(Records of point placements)

--- begin ---

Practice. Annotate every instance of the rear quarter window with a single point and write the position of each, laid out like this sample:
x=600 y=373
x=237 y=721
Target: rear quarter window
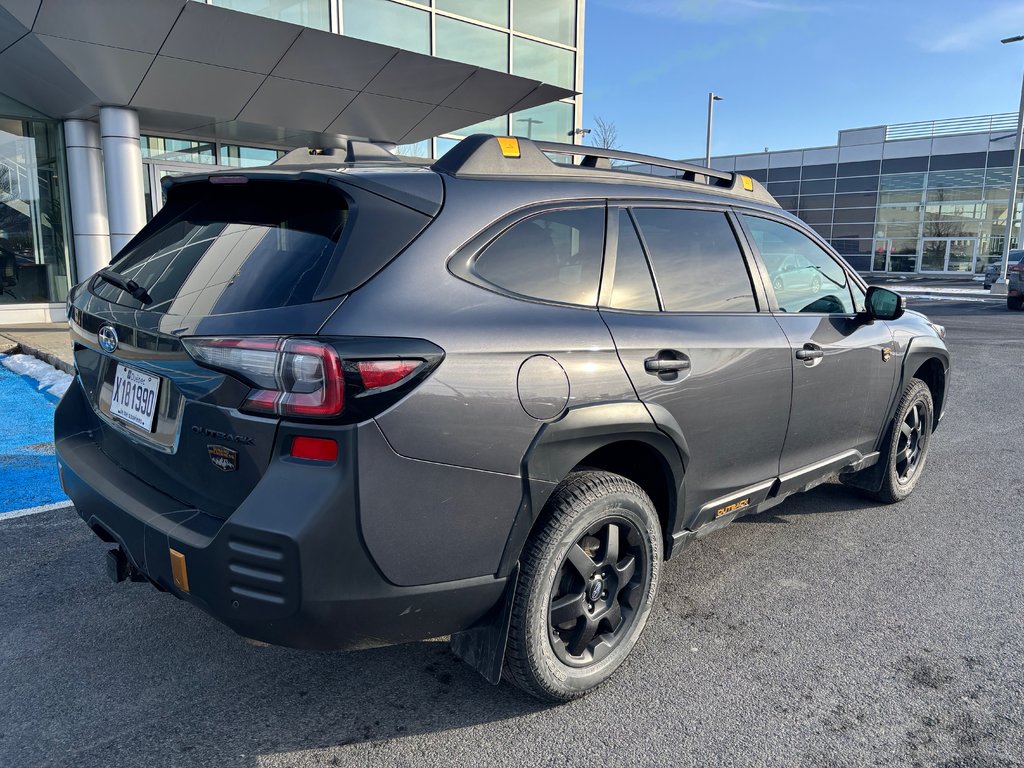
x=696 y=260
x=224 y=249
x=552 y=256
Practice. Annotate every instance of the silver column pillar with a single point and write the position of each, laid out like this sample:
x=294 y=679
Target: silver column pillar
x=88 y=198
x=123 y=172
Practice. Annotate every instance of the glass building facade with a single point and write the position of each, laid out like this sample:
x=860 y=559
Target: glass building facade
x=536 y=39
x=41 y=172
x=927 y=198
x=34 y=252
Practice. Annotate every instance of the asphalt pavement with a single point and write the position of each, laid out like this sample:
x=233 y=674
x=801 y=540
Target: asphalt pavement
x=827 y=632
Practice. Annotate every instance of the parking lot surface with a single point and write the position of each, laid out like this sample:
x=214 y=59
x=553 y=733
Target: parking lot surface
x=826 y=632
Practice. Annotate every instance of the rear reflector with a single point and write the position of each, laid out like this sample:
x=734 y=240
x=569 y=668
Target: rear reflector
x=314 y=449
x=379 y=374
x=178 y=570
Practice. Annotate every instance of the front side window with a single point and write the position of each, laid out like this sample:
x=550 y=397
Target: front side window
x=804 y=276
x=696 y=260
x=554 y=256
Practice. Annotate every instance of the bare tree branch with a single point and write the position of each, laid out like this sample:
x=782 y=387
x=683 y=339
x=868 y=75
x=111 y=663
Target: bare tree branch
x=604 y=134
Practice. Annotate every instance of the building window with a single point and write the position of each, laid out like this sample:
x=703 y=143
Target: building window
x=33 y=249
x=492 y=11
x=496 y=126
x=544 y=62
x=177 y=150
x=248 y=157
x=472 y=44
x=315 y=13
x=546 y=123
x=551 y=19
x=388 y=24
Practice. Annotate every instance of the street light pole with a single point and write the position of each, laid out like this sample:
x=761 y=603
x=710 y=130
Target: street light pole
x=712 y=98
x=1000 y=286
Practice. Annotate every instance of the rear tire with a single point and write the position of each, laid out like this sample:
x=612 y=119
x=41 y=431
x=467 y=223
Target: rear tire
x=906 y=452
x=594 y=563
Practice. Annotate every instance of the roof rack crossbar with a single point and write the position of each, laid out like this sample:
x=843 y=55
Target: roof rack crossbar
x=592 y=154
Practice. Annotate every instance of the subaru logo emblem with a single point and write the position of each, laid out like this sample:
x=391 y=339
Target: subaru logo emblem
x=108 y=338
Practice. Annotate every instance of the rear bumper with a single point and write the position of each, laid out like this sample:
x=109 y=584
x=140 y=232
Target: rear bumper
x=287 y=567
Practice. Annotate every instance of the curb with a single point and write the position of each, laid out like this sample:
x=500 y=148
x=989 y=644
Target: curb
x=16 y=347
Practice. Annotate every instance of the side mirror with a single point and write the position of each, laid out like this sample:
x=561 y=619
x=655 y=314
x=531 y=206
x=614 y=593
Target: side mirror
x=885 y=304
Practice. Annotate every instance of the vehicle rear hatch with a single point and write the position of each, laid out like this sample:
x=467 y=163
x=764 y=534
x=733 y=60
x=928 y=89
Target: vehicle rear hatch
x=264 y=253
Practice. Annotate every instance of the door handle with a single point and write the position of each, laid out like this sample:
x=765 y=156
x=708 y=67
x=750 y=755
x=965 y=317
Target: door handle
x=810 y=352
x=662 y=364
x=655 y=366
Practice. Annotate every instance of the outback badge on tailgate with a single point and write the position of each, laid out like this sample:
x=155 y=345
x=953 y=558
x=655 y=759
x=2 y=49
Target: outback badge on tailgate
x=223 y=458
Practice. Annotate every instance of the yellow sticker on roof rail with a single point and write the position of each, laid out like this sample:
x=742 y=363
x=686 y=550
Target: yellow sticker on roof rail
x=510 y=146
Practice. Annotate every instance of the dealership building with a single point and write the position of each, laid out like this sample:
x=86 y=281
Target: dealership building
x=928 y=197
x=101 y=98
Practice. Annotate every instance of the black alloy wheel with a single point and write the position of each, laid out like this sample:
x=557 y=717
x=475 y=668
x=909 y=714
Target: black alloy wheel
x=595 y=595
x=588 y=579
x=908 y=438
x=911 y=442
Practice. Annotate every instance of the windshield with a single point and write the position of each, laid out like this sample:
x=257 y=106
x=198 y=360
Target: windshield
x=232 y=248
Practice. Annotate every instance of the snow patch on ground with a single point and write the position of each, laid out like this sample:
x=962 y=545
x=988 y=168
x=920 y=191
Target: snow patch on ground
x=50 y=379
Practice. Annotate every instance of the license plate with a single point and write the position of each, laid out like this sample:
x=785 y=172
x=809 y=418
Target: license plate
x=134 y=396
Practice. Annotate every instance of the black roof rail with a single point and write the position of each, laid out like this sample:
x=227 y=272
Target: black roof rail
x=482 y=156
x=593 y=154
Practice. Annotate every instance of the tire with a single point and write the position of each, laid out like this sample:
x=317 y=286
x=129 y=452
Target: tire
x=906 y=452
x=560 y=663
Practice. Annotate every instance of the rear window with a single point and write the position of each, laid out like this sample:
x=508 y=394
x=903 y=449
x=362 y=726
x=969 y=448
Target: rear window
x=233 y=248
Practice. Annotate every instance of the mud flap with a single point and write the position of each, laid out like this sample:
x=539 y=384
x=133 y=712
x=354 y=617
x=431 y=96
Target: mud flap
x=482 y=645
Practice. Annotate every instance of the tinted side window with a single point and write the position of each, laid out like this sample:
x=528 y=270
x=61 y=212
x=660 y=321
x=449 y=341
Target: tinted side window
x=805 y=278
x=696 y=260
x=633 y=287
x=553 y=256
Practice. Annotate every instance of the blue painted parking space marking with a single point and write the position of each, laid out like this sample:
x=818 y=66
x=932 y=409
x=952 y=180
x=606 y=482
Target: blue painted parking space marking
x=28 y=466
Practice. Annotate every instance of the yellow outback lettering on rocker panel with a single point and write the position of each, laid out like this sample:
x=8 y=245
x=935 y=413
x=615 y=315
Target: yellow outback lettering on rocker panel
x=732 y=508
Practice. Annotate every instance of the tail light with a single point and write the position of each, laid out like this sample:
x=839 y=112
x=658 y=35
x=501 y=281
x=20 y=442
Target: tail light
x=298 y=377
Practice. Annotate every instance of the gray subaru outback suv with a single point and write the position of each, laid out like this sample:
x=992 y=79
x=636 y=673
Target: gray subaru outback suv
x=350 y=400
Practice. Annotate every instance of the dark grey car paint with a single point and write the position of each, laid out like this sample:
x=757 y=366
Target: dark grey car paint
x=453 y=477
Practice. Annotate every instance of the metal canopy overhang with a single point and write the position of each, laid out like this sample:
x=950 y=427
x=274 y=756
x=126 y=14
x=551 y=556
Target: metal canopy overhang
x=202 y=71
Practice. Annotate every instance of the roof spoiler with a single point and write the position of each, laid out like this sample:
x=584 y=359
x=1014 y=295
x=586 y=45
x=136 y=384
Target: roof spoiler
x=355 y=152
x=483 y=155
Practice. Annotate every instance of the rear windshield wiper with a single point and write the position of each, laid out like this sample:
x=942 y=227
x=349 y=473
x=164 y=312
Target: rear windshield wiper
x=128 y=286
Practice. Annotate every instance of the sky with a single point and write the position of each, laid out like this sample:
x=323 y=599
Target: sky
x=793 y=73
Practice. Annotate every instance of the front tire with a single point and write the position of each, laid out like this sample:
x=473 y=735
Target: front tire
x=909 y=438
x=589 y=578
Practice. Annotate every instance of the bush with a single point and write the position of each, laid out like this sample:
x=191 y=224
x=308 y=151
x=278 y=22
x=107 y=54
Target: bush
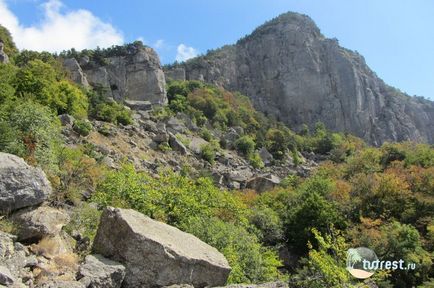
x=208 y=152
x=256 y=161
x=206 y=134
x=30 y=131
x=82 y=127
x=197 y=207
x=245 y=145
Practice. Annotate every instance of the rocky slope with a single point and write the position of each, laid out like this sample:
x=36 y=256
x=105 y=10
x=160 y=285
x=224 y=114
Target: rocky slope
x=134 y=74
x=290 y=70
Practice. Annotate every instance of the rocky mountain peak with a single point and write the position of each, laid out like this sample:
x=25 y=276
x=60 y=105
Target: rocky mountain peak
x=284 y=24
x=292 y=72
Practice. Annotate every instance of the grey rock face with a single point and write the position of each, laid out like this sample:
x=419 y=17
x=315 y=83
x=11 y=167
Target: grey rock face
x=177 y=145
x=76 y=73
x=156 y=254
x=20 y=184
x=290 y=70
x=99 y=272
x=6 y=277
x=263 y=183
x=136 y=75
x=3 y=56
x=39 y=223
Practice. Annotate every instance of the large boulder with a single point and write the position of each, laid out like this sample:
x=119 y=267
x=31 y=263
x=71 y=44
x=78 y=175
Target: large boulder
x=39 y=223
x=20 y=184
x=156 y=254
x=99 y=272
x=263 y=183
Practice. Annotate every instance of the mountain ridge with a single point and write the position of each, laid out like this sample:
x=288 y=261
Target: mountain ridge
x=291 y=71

--- end ---

Exercise prompt: Give the lines of the material from the line with "Practice. Annotate every instance of the outback" up to and including the line with "x=510 y=146" as a JSON list of strings, one string per line, leaving out any blank lines.

Full solution:
[
  "Practice. Annotate every instance of the outback badge on tailgate with a single point and write the position of each, laid out like this sample:",
  "x=155 y=345",
  "x=953 y=558",
  "x=655 y=759",
  "x=2 y=49",
  "Target: outback badge on tailgate",
  "x=223 y=458",
  "Practice. Annotate every instance of the yellow sticker on roof rail with a single point and write the position of each, laid out like this sample:",
  "x=742 y=363",
  "x=686 y=550",
  "Target: yellow sticker on roof rail",
  "x=510 y=146"
]